→ **Data extracted from a collection**
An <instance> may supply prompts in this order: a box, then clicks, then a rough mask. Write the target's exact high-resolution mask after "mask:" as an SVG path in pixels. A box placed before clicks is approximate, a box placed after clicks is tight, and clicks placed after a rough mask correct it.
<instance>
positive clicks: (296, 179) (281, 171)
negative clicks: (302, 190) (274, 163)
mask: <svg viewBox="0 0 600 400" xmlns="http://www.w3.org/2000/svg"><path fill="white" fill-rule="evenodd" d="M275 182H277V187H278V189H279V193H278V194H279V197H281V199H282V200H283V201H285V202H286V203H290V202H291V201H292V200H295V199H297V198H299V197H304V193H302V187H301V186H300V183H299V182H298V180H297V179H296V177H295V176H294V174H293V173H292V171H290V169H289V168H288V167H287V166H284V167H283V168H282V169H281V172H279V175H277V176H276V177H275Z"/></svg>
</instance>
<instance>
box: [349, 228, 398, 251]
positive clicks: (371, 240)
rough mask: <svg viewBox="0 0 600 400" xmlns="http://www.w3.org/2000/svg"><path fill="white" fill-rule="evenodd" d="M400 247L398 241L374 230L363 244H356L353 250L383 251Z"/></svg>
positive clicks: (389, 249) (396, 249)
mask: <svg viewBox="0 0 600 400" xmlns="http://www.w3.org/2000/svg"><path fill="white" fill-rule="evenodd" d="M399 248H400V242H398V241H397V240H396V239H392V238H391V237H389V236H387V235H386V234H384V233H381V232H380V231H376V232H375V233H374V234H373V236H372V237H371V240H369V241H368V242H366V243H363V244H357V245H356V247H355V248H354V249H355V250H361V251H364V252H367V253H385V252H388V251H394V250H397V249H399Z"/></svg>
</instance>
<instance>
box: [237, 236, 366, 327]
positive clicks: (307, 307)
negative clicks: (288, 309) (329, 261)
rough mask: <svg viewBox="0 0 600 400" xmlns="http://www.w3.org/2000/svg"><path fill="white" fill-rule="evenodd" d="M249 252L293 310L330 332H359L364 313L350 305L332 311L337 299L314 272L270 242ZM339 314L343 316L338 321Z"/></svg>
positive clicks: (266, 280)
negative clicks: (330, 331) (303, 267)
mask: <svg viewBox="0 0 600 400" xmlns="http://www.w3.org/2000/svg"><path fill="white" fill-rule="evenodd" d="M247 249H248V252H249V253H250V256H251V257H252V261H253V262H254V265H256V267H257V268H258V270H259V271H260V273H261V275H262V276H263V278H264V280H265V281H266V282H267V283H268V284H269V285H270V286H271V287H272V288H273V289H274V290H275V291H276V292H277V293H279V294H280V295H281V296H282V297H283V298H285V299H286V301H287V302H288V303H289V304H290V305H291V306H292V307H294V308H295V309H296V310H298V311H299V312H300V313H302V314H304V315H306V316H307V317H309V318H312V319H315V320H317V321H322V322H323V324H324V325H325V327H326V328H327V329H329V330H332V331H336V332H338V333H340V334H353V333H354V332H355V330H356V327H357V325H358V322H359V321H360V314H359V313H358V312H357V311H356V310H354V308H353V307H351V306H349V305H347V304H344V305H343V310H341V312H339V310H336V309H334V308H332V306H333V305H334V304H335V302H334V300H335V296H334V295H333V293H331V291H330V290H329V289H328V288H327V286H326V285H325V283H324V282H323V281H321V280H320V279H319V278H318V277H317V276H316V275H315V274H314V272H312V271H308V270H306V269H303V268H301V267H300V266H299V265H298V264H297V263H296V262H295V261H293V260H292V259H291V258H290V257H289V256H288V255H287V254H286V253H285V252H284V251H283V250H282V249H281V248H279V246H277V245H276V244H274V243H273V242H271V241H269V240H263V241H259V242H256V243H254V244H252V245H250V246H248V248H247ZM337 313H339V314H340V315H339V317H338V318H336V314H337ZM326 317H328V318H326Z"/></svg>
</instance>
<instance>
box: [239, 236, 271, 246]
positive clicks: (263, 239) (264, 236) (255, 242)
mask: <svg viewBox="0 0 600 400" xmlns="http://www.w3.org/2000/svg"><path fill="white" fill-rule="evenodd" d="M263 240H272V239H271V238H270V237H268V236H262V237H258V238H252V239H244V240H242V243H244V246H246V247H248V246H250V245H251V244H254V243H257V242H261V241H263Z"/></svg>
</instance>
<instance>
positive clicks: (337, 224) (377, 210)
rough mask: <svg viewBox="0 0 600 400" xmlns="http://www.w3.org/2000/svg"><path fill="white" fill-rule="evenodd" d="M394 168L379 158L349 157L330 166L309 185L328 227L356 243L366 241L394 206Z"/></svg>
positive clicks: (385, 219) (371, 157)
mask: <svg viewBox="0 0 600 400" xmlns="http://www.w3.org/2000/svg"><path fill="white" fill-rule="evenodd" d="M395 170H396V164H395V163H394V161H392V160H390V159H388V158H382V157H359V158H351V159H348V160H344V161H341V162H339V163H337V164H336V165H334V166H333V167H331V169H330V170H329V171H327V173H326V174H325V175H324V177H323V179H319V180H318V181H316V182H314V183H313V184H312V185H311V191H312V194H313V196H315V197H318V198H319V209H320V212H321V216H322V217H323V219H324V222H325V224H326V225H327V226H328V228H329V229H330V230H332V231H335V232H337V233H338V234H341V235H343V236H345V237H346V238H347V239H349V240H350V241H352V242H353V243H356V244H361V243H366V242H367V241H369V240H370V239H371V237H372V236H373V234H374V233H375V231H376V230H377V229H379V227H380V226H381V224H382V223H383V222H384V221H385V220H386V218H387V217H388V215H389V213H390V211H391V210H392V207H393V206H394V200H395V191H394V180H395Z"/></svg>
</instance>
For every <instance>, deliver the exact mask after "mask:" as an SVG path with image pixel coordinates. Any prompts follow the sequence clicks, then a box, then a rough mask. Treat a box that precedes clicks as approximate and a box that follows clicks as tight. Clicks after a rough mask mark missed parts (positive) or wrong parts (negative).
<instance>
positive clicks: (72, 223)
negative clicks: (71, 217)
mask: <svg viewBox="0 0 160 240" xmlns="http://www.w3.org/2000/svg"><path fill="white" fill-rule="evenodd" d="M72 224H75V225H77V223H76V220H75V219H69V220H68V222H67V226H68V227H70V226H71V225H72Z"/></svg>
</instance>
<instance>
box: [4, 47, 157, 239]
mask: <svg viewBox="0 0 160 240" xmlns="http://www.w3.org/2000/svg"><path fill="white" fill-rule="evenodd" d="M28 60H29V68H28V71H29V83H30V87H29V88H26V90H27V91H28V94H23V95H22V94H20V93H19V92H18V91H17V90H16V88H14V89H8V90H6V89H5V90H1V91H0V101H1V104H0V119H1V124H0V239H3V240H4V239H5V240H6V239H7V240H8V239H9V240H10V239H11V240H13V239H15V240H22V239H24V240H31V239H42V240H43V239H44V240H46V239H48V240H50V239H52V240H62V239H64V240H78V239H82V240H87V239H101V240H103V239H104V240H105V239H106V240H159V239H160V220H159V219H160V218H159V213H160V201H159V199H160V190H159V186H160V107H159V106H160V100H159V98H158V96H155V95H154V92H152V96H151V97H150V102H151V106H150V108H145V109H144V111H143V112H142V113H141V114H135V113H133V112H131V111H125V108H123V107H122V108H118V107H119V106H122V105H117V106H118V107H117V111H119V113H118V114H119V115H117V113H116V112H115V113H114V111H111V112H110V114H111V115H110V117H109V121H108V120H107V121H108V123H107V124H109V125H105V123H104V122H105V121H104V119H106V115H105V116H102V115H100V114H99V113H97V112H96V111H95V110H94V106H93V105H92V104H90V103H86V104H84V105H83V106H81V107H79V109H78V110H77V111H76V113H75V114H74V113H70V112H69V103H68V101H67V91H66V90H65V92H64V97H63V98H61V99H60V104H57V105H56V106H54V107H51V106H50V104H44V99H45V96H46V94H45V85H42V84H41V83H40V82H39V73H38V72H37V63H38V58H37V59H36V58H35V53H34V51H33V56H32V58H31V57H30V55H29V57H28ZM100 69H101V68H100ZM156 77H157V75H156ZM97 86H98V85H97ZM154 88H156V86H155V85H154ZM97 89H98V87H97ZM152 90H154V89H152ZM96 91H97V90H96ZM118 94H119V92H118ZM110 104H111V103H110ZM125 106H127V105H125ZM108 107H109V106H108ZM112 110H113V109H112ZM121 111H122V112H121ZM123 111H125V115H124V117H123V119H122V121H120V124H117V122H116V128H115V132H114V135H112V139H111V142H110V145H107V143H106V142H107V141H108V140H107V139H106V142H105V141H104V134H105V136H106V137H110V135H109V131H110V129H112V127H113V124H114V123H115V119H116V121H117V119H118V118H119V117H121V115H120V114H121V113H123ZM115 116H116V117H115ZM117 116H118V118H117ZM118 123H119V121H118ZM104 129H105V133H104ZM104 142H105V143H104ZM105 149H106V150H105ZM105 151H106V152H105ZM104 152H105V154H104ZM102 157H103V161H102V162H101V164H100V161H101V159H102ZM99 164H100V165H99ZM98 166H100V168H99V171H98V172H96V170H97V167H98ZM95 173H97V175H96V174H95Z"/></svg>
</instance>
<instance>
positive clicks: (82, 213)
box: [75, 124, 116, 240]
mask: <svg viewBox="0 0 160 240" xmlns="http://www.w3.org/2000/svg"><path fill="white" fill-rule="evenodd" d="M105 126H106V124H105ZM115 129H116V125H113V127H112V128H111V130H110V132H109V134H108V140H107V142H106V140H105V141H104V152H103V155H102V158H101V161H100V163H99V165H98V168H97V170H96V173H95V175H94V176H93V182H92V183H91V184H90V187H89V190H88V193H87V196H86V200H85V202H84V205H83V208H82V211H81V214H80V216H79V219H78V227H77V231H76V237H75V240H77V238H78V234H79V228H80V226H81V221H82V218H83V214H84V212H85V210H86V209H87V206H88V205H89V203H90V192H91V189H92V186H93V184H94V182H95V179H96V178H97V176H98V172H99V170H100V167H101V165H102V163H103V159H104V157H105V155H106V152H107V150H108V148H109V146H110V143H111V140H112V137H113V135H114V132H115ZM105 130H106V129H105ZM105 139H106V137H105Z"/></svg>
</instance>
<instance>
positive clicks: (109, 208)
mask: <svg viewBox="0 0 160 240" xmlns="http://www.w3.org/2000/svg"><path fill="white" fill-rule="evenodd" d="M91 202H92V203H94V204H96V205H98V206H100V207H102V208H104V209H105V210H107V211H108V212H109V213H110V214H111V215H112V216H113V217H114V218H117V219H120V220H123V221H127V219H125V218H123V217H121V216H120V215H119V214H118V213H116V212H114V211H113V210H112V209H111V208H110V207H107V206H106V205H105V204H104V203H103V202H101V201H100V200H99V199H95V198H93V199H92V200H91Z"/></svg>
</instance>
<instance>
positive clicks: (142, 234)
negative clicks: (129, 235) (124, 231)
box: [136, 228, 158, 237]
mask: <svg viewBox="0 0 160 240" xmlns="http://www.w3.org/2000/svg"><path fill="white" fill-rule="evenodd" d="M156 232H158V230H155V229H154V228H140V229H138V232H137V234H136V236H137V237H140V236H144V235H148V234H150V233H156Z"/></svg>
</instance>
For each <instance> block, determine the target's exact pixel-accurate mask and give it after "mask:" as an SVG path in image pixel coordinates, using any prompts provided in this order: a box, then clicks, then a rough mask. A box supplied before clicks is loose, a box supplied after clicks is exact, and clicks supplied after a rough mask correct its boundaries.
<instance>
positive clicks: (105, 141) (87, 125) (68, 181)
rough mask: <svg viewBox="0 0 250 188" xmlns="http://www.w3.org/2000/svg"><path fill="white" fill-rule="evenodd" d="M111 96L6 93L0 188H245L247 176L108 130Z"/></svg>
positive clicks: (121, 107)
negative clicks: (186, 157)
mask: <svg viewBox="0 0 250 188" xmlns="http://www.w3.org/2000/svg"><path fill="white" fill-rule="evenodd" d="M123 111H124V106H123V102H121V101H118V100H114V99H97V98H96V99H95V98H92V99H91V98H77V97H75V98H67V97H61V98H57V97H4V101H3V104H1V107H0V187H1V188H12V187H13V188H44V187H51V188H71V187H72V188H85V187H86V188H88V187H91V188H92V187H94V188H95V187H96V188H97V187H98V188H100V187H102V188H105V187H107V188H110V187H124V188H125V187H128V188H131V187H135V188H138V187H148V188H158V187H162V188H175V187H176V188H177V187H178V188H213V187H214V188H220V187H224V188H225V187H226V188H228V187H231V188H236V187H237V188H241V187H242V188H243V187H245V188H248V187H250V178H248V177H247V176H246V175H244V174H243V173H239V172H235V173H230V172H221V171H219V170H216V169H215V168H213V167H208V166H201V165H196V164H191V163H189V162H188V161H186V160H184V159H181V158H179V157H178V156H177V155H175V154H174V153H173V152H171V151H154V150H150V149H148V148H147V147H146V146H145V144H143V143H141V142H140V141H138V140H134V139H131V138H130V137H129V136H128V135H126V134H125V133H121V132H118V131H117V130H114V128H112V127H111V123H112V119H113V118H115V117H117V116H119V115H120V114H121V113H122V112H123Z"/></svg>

→ **What this task involves**
The number of lines in the data that contain the word "then" is all that should be stated.

→ **Expected output**
3